▶ **Text passage**
Title 13 — Planning, Zoning and DevelopmentChapter V — DEVELOPMENT STANDARDS

Article 9 — General Site Improvement Standards

Costa Mesa Zoning Code · 2026-06 edition · ingested 2026-07-06 · Costa Mesa

§ 13-70. Purpose.

The purpose of this article is to identify additional development standards for all zoning districts. The following standards shall apply to new developments and to major alterations, additions or improvements to existing developments that exceed 50% of the gross floor area of the existing improvements on the same site (an "existing development"). (Ord. No. 97-11, § 2, 5-5-97; Ord. No. 01-19, § 1, 8-20-01)

§ 13-70.1. Definitions.

For purposes of this article, the following definitions shall apply:

Improvements. Any major alteration, addition or improvement to an existing development in an R1 zone that exceeds 50% of the gross floor area of the existing improvements on the same site.

Program. That particular portion(s) of the citywide missing sidewalk program adopted by the city council that specifically address missing sidewalks in R1 zones as such is incorporated in the city's annual parkway maintenance projects.

Sidewalk. A concrete walkway adjacent to the street and within the public right-of-way, used primarily for pedestrian traffic that is constructed pursuant to city's standard No. 411. The term "sidewalk" does not include a driveway approach, curb or gutter.

Street segment. That portion of a street lying between one street intersection and the next closest intersection. (Ord. No. 01-19, § 1, 8-20-01)

§ 13-71. Utility requirements.

  • (a) No utility equipment or facility such as gas meters, electrical meters, telephone pedestal mounted terminal boxes, surface mounted electrical transformers, fire hydrants or any other potential obstruction shall be located within the approved parking and/or turn radius area unless installed underground in a vault having an approved traffic lid. All such equipment or facilities located aboveground shall comply with the requirements and meet with the approval of the planning division and serving utility.

  • (b) Installation or relocation of all utility equipment or facilities shall be performed in a manner so as to obscure the installation of said equipment or facility from view from any place on or off the property. The installation or relocation of the equipment or facility shall comply with the requirements and meet with the approval of the public utility and planning division.

  • (c) Sewer and water system improvements shall comply with the requirements and meet with the approval of the serving utility.

  • (d) As an additional requirement only for new developments, new construction or as a condition of approval of a new tract, a revised or reactivated tract or any parcel map, all utilities shall be installed underground on the building site in accordance with the serving utilities' rules, regulations and tariffs on file with the state public utilities commission. The development services director may waive the required undergrounding whenever it is found and determined that such installation is not practically feasible due to economic or technological factors found to exist at the site. Provided, however, that all required termination facilities on the structure and conduit, at least to the outer wall, at a point designated by the serving utility, shall be furnished and installed to facilitate future connection to an underground system.

  • (Ord. No. 97-11, § 2, 5-5-97; Ord. No. 01-19, § 1, 8-20-01)

§ 13-72. Off-site improvement requirements.

  • (a) All abutting public rights-of-way shall be fully improved to the ultimate right-of-way as required by the master plan of highways, adopted specific plans, or applicable standards and codes under the direction of the public services department except for the installation of sidewalks for existing single family residences in an R1 zone subject to section 13-72.1 .

▶ **Dataset content**
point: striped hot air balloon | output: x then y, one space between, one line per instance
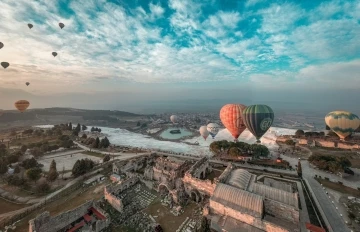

▶ **Your instructions**
Can you reproduce the zoning code passage that begins with "Improvements. Any major" and stops after "the same site.", replacing "R1 zone" with "R2 zone"?

▶ **Solution to this problem**
Improvements. Any major alteration, addition or improvement to an existing development in an R2 zone that exceeds 50% of the gross floor area of the existing improvements on the same site.